● WHAT IS BEING ASKED
Reproduce all of the data exactly, with no line skipped.

● THE INPUT

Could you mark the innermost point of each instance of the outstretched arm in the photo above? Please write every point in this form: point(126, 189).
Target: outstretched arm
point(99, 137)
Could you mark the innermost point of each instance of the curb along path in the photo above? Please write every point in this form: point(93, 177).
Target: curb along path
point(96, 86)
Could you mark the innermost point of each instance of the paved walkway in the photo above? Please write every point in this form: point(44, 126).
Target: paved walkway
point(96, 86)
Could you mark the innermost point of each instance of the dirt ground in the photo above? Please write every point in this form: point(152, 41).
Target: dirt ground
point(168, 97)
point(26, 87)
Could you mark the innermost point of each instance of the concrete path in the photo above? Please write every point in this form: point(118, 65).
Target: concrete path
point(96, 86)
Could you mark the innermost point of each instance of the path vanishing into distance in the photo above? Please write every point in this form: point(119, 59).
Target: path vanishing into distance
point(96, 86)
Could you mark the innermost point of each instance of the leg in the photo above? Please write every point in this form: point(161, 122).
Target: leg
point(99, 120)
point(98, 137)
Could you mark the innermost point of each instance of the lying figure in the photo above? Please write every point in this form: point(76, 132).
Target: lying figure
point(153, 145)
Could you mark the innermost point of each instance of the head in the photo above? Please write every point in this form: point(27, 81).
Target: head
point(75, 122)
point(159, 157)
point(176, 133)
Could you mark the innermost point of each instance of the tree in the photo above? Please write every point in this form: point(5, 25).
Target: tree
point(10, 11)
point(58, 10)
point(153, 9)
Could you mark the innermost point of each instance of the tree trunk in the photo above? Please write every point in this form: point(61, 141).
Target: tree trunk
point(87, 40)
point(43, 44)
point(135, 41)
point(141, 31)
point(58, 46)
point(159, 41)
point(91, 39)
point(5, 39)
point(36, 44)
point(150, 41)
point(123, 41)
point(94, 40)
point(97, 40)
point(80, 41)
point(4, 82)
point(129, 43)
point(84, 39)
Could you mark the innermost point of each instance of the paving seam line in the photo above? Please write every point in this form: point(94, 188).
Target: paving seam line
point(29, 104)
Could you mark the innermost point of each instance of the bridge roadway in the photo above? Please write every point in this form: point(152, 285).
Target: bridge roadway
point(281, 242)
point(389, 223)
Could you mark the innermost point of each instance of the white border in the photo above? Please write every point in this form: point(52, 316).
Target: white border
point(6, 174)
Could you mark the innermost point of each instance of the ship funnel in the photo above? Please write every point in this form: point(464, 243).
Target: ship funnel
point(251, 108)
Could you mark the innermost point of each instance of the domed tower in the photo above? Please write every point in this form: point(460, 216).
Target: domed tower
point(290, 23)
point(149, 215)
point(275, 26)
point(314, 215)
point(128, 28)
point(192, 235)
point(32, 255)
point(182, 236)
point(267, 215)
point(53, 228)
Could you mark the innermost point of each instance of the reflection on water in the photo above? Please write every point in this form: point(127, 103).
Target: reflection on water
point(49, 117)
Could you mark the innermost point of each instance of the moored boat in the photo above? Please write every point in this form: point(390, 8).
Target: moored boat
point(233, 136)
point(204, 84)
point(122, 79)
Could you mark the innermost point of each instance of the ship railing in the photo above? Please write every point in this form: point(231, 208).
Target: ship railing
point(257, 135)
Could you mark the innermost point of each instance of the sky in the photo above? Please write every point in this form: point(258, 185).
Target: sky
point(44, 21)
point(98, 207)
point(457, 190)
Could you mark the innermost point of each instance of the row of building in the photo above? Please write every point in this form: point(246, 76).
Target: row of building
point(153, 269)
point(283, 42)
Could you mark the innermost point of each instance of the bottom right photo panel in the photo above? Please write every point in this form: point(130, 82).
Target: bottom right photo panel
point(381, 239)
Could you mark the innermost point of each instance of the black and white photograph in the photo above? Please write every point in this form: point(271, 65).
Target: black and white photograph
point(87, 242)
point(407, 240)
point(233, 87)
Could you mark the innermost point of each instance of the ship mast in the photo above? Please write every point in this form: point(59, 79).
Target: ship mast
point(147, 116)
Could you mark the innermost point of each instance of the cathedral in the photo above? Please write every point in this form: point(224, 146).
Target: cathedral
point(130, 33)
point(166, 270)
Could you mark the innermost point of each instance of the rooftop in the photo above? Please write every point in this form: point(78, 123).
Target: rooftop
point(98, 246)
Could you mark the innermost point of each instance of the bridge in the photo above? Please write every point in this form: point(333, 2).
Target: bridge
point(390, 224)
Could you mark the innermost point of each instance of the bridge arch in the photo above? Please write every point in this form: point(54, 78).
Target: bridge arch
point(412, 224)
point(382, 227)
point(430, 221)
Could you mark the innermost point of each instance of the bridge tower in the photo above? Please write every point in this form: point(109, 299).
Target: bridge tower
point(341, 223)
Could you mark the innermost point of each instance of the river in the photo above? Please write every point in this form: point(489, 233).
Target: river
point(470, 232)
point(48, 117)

● TASK RESPONSE
Could you mark the innermost point of each instance of the outstretched arm in the photo above? Please write every point in this form: point(126, 189).
Target: outstretched arm
point(99, 137)
Could you mark the innermost point of each instance of the curb along path in the photo above? Please write every point in this form: point(93, 177).
Target: curb along path
point(96, 86)
Could you mark the innermost point of each instance of the paved walkway in the photo above? Please write every point in this form: point(44, 126).
Target: paved walkway
point(96, 86)
Could you mark the innermost point of each instance of the dirt ground in the photo above? Please write every point in this form: point(152, 41).
Target: dirt ground
point(168, 97)
point(26, 87)
Could you mark the innermost point of each instance of the concrete path in the photo above? Please write every point in this form: point(118, 65).
Target: concrete path
point(96, 86)
Could you mark the innermost point of each instance of the path vanishing into distance in the photo above? Please write every point in this form: point(119, 59).
Target: path vanishing into distance
point(96, 86)
Could you mark the innermost point of each instance of the leg in the photo above? Please write every point in this form: point(161, 122).
Target: leg
point(99, 120)
point(98, 137)
Could you mark the innermost point of each instance of the lying figure in the photo above? Please write every point in this form: point(76, 132).
Target: lying figure
point(153, 145)
Could you mark the innermost point of each instance of the head in the photo above? Please write every point in this form: point(27, 81).
Target: head
point(75, 122)
point(159, 157)
point(176, 133)
Could you mark the innermost point of each instance of the tree in the photo above? Please write every point in this form: point(5, 25).
Target: tree
point(10, 11)
point(58, 10)
point(153, 9)
Could you mark the innermost point of each instance of the tree trunk in the photo above? Please write every point in this form: point(61, 141).
Target: tree trunk
point(87, 40)
point(43, 44)
point(135, 41)
point(141, 31)
point(58, 46)
point(159, 41)
point(91, 39)
point(5, 39)
point(36, 44)
point(150, 41)
point(123, 41)
point(94, 40)
point(97, 40)
point(80, 41)
point(4, 82)
point(129, 43)
point(84, 39)
Could you mark the innermost point of each instance of the paving seam line in the photo above? Please write every point in this form: point(94, 188).
Target: paving seam line
point(29, 104)
Could you mark the innermost point of each instance of the bridge roadway in the photo above? Please write every point in this form: point(152, 285).
Target: bridge roadway
point(281, 242)
point(389, 223)
Could you mark the innermost point of each instance of the white border in the photo above? Please write every point in this form: point(52, 316).
Target: white border
point(6, 174)
Could you mark the innermost point of each instance of the ship funnel in the photo above? Please write every point in this form: point(464, 243).
Target: ship funnel
point(251, 108)
Could you mark the innermost point of each instance of the domed tower in the photo above? Please write every point in this form: point(460, 216).
Target: domed tower
point(290, 23)
point(149, 215)
point(275, 26)
point(314, 215)
point(128, 28)
point(192, 235)
point(32, 255)
point(182, 236)
point(267, 215)
point(53, 228)
Could you mark the innermost point of each instance of the reflection on water in the photo above? Please write every point in this form: point(127, 103).
Target: reflection on water
point(49, 117)
Could you mark the innermost point of each instance of the moored boat in the photo above? Please write every point in this form: point(390, 8).
Target: moored boat
point(233, 136)
point(204, 84)
point(122, 79)
Could you mark the innermost point of each instance of the ship railing in the photo above? Please write every point in this form: point(231, 208).
Target: ship railing
point(257, 135)
Could you mark the innermost point of each instance of the sky in the photo above? Please write every point in this form: point(258, 185).
Target: sky
point(44, 21)
point(98, 207)
point(457, 190)
Could you mark the innermost point of each instance of the row of building in the photo above? Please write every point in this form: point(246, 76).
Target: row of building
point(153, 269)
point(283, 42)
Could you mark the innermost point of each instance of the bottom right photo panel in the photo above? Please write every point in this form: point(130, 82).
Target: bottom right photo panel
point(381, 239)
Could you mark the innermost point of each instance of the black and white photograph in the photo above? Please write every point in this form: point(271, 65).
Target: black and white photograph
point(87, 242)
point(407, 240)
point(233, 87)
Could you mark the innermost point of each instance of the ship mast in the photo above? Please write every point in this form: point(59, 79).
Target: ship mast
point(147, 116)
Could you mark the innermost point of each instance of the cathedral in the photo above? Please write every point in this form: point(224, 146).
Target: cathedral
point(130, 33)
point(166, 270)
Could you mark the innermost point of each instance of the rooftop in the photo above? Please write every point in this form: point(78, 123).
Target: rooftop
point(98, 246)
Could you mark the innermost point of each instance of the bridge in the photo above? Please write every point in this form: point(333, 2).
Target: bridge
point(390, 224)
Could you mark the innermost point of each instance of the bridge arch in the photo above? Please write every point in this form: point(54, 78).
Target: bridge arch
point(412, 224)
point(382, 227)
point(430, 221)
Could you mark the innermost point of each instance of the bridge tower in the photo above? Please write every point in this form: point(109, 299).
Target: bridge tower
point(341, 223)
Could you mark the innermost point of each instance of the river in the photo above? Please write every point in this form: point(489, 233).
Target: river
point(470, 232)
point(48, 117)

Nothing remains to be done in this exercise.